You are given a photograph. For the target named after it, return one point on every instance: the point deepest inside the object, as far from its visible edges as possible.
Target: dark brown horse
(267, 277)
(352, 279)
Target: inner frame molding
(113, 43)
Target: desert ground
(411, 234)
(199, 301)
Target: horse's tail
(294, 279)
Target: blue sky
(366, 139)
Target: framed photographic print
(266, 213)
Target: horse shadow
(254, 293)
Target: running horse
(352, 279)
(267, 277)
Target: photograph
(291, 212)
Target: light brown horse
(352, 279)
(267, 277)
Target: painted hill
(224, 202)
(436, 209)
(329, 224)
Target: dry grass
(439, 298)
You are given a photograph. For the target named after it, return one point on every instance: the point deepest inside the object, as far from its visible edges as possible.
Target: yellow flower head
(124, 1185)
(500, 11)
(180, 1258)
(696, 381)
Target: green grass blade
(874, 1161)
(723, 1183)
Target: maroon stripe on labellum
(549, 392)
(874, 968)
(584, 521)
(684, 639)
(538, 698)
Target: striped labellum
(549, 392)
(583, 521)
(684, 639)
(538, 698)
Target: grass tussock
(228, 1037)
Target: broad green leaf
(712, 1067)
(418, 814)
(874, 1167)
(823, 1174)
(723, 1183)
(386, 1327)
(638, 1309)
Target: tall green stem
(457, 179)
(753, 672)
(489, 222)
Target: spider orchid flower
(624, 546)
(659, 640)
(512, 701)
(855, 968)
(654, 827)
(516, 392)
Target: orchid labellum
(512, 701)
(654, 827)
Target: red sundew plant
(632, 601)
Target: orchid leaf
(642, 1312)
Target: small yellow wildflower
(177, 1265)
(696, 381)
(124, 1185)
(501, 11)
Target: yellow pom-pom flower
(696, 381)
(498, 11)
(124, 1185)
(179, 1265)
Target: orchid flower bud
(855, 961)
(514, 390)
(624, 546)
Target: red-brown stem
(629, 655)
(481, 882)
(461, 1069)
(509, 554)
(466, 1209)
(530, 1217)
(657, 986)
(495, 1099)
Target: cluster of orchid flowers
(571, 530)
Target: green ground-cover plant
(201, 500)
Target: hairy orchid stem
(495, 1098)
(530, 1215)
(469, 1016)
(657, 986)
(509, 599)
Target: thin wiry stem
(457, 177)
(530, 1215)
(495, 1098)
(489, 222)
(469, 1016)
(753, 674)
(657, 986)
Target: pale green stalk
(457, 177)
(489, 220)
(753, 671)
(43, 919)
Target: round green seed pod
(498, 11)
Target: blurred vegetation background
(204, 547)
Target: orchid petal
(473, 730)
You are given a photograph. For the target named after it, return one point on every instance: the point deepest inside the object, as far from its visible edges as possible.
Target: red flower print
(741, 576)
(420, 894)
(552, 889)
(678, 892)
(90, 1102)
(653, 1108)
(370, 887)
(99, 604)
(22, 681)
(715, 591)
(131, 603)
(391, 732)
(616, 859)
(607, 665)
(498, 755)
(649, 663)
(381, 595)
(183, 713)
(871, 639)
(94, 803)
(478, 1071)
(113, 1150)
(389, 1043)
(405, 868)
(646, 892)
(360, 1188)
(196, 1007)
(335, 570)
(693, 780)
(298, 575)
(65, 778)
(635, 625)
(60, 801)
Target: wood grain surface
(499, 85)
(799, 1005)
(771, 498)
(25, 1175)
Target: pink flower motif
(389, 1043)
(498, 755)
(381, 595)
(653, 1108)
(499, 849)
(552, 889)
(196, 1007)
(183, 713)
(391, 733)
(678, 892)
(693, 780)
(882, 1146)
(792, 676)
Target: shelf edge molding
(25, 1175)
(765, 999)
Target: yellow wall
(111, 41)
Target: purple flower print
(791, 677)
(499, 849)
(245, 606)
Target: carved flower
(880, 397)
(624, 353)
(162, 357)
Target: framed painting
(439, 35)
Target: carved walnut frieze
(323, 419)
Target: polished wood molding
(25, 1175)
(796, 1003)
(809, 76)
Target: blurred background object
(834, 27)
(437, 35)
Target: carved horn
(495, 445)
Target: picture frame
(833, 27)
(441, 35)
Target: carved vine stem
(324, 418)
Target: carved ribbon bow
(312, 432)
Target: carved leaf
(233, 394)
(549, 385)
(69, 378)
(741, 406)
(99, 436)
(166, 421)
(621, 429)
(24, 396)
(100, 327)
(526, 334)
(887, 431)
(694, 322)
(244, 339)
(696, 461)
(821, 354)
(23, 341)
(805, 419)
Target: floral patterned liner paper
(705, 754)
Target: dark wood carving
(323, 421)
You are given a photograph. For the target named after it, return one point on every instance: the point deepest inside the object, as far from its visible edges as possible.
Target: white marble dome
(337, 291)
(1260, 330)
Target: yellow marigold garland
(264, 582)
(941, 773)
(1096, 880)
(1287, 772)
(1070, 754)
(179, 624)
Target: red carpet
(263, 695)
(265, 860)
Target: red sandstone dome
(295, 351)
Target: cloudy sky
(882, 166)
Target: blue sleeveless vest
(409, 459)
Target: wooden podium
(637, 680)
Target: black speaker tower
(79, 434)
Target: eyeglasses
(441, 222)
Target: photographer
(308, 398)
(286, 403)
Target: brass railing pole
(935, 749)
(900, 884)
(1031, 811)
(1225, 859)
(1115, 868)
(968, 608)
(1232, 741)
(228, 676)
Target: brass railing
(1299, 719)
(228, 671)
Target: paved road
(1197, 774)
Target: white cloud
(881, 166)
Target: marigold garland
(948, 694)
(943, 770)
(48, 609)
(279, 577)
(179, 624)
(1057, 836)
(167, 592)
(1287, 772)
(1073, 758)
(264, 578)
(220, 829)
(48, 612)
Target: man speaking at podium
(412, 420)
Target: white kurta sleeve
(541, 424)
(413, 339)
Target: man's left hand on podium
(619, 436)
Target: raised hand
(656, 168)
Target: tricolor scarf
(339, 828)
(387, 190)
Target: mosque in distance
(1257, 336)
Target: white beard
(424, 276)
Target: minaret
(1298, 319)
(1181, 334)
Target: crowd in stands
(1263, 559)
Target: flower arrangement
======
§ Work request:
Only the lines from the one holding "Target: crowd in stands" to the end of the listing are to be written out, word for word.

§ Result of the task:
Target: crowd in stands
(1263, 559)
Target: flower arrangement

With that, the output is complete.